TO DO =>
Reproduce all of the material below line for line, changing nothing.
•••
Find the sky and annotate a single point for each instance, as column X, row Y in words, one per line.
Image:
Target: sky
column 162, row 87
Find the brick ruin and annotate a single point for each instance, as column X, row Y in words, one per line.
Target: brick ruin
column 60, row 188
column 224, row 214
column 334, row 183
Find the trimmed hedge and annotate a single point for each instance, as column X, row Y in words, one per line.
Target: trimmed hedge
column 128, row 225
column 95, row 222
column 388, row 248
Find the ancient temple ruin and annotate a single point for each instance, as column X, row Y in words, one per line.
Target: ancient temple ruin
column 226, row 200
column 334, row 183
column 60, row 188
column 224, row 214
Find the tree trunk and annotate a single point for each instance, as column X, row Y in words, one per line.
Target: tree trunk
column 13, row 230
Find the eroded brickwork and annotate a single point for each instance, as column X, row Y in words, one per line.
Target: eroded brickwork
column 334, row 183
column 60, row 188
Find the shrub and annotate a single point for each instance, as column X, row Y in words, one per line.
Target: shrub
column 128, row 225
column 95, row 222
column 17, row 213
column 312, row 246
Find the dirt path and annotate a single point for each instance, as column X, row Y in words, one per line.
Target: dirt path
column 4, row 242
•••
CORRECT RESULT =>
Find the sky and annotate a single point for each instance, as column X, row Y in words, one per line.
Image:
Target: sky
column 162, row 87
Find the brick ruin and annotate a single point for each instance, as column X, row Y in words, one per line.
Target: brick ruin
column 60, row 188
column 224, row 214
column 334, row 183
Find the trimmed hedge and annotate a single point for each instance, as column X, row Y in words, one per line.
Target: trimmed hedge
column 128, row 225
column 95, row 222
column 388, row 248
Find the ancient temple ruin and annotate a single point for each instance, as column X, row Y in words, one per line.
Target: ancient temple ruin
column 226, row 200
column 334, row 183
column 60, row 188
column 224, row 214
Find the tree trunk and annotate a single point for each instance, as column X, row Y in words, one per line.
Target: tree trunk
column 13, row 230
Find the eroded brickwork and annotate a single point for each instance, as column X, row Y in words, one per line.
Target: eroded brickwork
column 334, row 183
column 60, row 188
Find the shrub and annotate a single point for each instance, as column X, row Y in words, one per line.
Target: shrub
column 128, row 225
column 95, row 222
column 17, row 213
column 312, row 246
Find the dirt path and annotate a single point for each instance, as column X, row Y in words, one per line.
Target: dirt path
column 4, row 242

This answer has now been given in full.